- _Work to do_
(1) In the story about the paw prints, what was she waiting for at the start?
(2) Quote the paw prints story from "Large paw prints, like" up to and including "of the stop.".
** start of Document section **
Nov 22 2011

The Deeper Magic

Hungry and tired, she waited for the campus bus, the visible world reduced to the lamp light’s reach. The chill made her burrow deeper into her jacket, the library’s warmth only a memory in the foggy twilight.

Decisions yet to be made pressed in upon her. She worried at all the questions as she worried at her frayed sleeve, plucking threads and watching the fabric unravel. A familiar sting pricked her eyes.

Clenching her teeth, she shoved her hands back into her pockets, roughly setting her thoughts against the ache and her eyes to look for distant headlights.

And there, on the sidewalk, she saw them, just at the edge between sight and obscurity:

Paw prints.

Large paw prints, like some gigantic creature only meant for the wilds had stepped through paint and then sprinted into the darkening fog.

She half-turned away. It was cold. Late. I’ll take a closer look tomorrow, she decided. 

Pinpricks of bus lights cut through the fog. Supper and bed beckoned. Warmth and sleep wooed.

Yet her eyes kept finding their way back to the prints. Even in the fog, she could just make out more marking a path into the distance. A little spark of adventure flickered to life in her heart. A little less weariness weighed down her limbs.

She hardly noticed stepping out from the certainty of the stop.

She followed, up and around, down and back, street lamps lighting her way, one moment certain she had lost the trail only to find it again further up and further in, until the paw prints finally stopped.

And she stopped; breathing deep from the chase, hope of a deeper magic rising in her heart.

At the end of the trail, scrawled joyfully on the pavement, were two shimmering words from her childhood, catching her up in the Story, breaking past all her doubts, filling the ache, until her heart spilled over in laughter and tears and laughter again:





(And edited repost from the archives, in honor of CS Lewis Day, and based on Deborah Smith Douglas’ mention of finding paw prints on Duke University’s campus and following them to the joyful words.  She writes: “I simply, with all my heart, recognized the transforming truth of the affirmation. Aslan is alive. Resurrection happens. Christ is risen.  In a single leap, Aslan had bounded past the watchful dragons of my mind and all the intervening years to return…Because my whole childhood rose up to greet the Lion, my tenuously sophisticated young-adult self had no defenses against the saving “allelujah!” truth of that moment.” –Weavings, Jan/Feb 1997, 21)
** end of Document section **
** start of Material shown **
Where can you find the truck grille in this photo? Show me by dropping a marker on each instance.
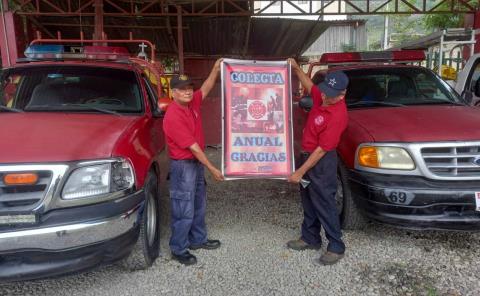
(452, 161)
(24, 197)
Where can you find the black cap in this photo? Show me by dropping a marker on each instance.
(179, 81)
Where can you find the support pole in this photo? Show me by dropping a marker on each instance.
(180, 39)
(8, 42)
(98, 19)
(440, 58)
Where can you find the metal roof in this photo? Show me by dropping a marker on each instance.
(206, 36)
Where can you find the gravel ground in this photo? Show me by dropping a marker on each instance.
(254, 219)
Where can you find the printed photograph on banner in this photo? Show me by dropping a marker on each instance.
(260, 110)
(257, 130)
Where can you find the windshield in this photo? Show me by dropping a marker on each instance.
(70, 88)
(397, 87)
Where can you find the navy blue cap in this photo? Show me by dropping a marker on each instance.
(334, 84)
(179, 81)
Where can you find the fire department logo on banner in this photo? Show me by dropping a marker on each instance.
(257, 110)
(257, 123)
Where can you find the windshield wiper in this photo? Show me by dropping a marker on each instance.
(9, 109)
(363, 103)
(82, 107)
(439, 103)
(89, 107)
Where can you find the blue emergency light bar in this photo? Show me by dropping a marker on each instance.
(49, 51)
(44, 51)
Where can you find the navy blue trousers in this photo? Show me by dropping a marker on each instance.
(319, 207)
(188, 205)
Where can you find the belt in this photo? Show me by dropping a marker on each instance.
(193, 160)
(305, 153)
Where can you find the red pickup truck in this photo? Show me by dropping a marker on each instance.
(81, 133)
(410, 155)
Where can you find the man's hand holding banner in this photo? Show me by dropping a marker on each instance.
(257, 119)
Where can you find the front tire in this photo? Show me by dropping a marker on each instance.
(147, 247)
(350, 216)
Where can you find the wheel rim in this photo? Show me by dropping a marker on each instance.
(339, 195)
(151, 219)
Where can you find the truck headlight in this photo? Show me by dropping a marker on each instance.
(98, 179)
(384, 157)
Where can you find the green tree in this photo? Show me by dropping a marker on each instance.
(435, 22)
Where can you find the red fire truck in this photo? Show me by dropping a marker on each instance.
(79, 170)
(410, 155)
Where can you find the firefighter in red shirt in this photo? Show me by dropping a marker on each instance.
(325, 124)
(184, 136)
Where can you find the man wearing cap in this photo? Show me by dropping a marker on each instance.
(325, 124)
(184, 136)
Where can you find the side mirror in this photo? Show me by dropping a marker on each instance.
(468, 97)
(162, 106)
(306, 103)
(476, 89)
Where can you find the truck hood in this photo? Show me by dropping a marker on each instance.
(419, 123)
(59, 137)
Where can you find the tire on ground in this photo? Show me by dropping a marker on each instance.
(147, 249)
(350, 217)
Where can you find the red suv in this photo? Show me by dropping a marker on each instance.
(410, 155)
(79, 174)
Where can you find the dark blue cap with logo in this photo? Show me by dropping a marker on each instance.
(334, 84)
(180, 81)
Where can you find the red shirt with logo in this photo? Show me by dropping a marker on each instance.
(325, 124)
(183, 128)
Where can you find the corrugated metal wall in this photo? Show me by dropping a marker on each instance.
(338, 34)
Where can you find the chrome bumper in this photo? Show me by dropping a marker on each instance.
(69, 236)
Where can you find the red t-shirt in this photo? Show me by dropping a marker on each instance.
(325, 124)
(183, 127)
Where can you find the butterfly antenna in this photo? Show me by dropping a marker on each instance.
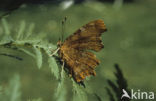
(63, 28)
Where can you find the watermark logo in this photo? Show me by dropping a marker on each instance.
(137, 94)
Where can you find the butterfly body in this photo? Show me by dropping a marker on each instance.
(74, 51)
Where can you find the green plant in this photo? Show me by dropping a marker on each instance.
(35, 47)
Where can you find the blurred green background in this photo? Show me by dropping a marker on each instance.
(130, 41)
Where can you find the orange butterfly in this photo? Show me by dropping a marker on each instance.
(74, 50)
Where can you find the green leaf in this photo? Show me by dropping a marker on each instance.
(21, 30)
(30, 30)
(38, 57)
(79, 93)
(53, 66)
(27, 52)
(6, 27)
(12, 91)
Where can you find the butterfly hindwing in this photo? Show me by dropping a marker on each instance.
(81, 63)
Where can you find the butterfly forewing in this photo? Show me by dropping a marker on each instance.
(74, 50)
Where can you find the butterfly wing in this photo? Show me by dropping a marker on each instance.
(81, 63)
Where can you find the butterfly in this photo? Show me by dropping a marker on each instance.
(75, 50)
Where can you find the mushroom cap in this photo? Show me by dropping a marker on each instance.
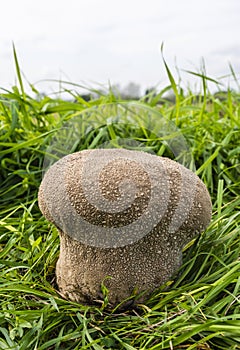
(115, 197)
(124, 214)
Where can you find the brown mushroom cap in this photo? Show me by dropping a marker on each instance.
(124, 214)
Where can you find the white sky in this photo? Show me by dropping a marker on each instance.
(117, 41)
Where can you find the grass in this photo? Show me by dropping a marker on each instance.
(200, 309)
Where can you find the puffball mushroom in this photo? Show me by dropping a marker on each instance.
(123, 214)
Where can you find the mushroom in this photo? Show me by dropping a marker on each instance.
(121, 214)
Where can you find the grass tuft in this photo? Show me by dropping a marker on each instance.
(200, 307)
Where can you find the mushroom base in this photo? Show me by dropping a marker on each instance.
(125, 271)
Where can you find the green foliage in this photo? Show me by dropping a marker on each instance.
(200, 308)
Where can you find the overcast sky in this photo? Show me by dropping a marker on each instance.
(118, 41)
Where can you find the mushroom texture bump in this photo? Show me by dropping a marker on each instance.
(124, 214)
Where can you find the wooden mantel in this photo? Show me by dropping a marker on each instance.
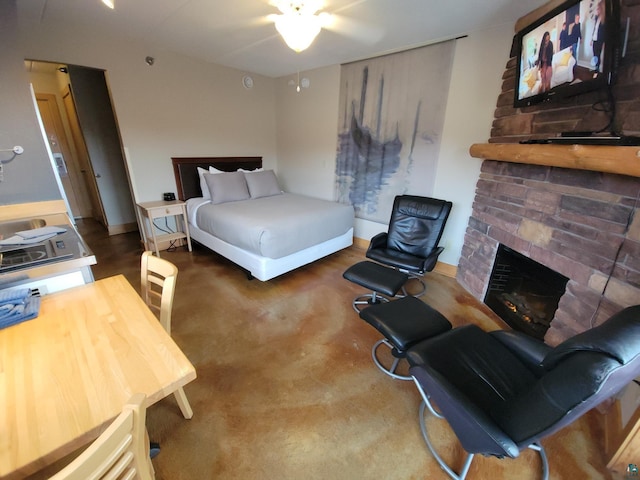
** end of Material shown **
- _The results_
(1) The campus bus.

(2)
Large paw prints, like some gigantic creature only meant for the wilds had stepped through paint and then sprinted into the darkening fog.

She half-turned away. It was cold. Late. I’ll take a closer look tomorrow, she decided. 

Pinpricks of bus lights cut through the fog. Supper and bed beckoned. Warmth and sleep wooed.

Yet her eyes kept finding their way back to the prints. Even in the fog, she could just make out more marking a path into the distance. A little spark of adventure flickered to life in her heart. A little less weariness weighed down her limbs.

She hardly noticed stepping out from the certainty of the stop.